Pick out every line of the material below that contains the string "building". Copy each of those lines unchanged.

— start DATA SHOWN —

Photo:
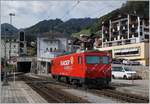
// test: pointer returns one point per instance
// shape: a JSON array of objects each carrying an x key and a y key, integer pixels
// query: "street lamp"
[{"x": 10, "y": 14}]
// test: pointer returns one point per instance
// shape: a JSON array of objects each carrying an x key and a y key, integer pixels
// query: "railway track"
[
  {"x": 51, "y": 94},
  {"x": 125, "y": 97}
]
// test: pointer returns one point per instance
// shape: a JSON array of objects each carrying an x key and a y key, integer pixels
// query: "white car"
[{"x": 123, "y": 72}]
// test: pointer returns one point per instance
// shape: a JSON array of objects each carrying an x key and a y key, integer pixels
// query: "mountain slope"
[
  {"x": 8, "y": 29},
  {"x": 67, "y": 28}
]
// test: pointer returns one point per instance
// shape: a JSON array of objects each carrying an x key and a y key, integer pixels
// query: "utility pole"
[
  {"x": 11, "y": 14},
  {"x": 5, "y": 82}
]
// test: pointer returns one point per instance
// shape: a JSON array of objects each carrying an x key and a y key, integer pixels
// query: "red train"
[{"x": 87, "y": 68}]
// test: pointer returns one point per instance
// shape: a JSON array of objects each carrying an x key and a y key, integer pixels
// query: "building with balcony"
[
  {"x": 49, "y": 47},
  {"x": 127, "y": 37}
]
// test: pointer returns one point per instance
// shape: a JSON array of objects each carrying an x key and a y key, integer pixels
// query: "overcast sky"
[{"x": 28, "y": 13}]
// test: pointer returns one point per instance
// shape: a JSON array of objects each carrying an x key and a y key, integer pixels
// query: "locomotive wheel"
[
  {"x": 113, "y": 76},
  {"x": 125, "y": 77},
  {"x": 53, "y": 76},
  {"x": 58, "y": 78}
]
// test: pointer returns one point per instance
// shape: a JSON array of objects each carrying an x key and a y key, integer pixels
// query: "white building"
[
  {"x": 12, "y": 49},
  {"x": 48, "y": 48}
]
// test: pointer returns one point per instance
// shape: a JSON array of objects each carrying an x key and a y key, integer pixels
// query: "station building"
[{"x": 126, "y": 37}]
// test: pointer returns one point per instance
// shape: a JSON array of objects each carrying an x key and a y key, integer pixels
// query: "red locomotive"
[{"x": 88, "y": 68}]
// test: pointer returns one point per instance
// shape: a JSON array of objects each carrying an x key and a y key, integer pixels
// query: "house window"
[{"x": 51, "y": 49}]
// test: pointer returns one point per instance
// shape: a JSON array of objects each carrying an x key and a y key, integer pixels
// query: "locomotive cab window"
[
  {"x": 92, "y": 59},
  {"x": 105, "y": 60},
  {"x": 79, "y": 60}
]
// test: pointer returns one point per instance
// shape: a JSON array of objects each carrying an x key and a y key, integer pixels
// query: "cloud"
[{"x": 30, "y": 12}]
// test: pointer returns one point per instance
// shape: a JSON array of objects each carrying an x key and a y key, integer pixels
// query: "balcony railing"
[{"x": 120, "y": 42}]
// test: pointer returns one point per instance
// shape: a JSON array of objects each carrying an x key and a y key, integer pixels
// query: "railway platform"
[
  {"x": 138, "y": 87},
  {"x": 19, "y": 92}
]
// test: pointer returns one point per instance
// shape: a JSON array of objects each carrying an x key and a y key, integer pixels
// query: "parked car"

— end DATA SHOWN —
— start DATA SHOWN —

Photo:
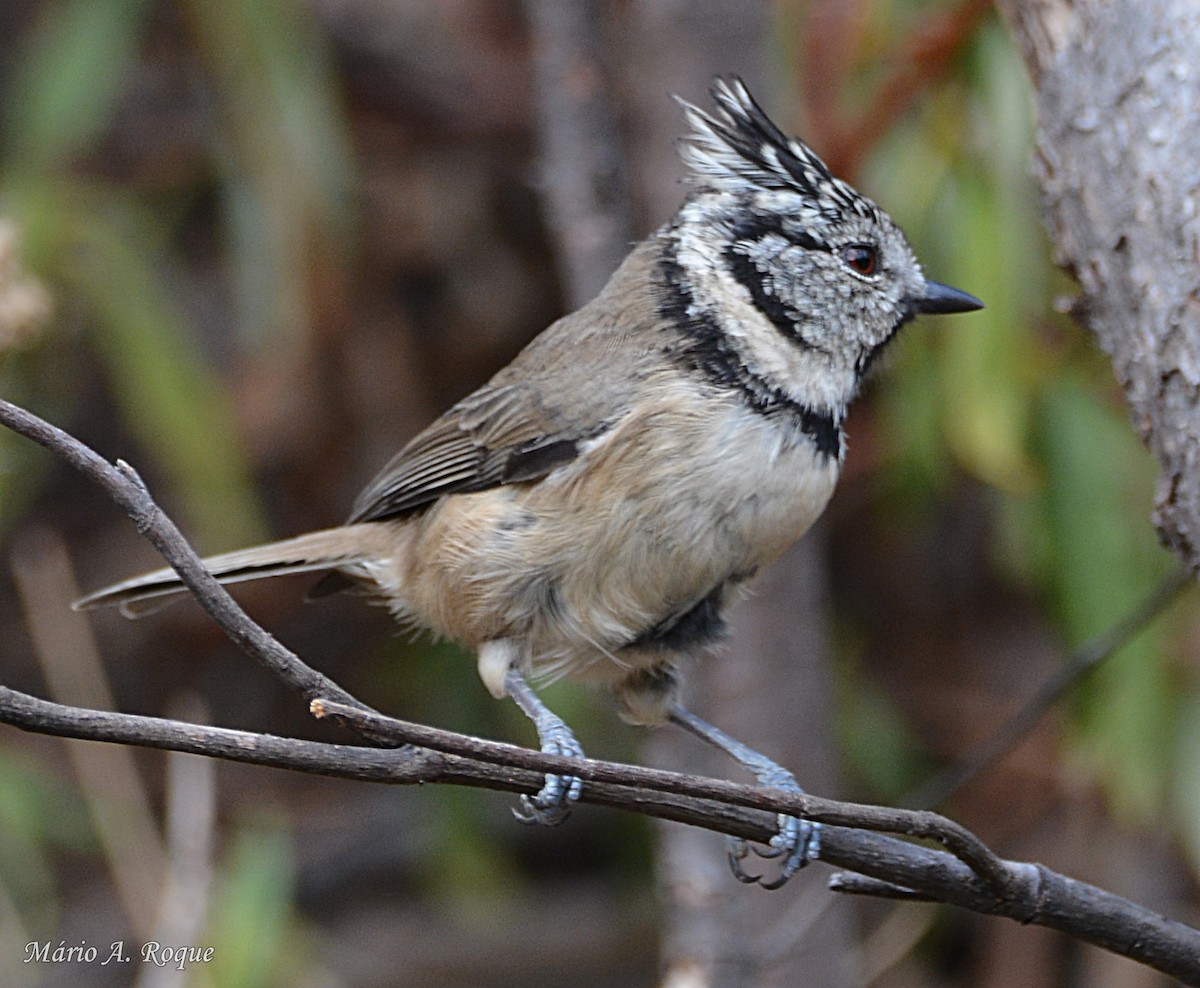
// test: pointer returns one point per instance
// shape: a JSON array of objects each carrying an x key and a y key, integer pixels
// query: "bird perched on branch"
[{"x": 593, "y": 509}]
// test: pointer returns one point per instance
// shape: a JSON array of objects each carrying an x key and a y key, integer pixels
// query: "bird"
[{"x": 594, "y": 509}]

— end DATA SHOWN —

> **RESPONSE TO THIS TASK**
// query: "building with balcony"
// query: "white building"
// query: "station building"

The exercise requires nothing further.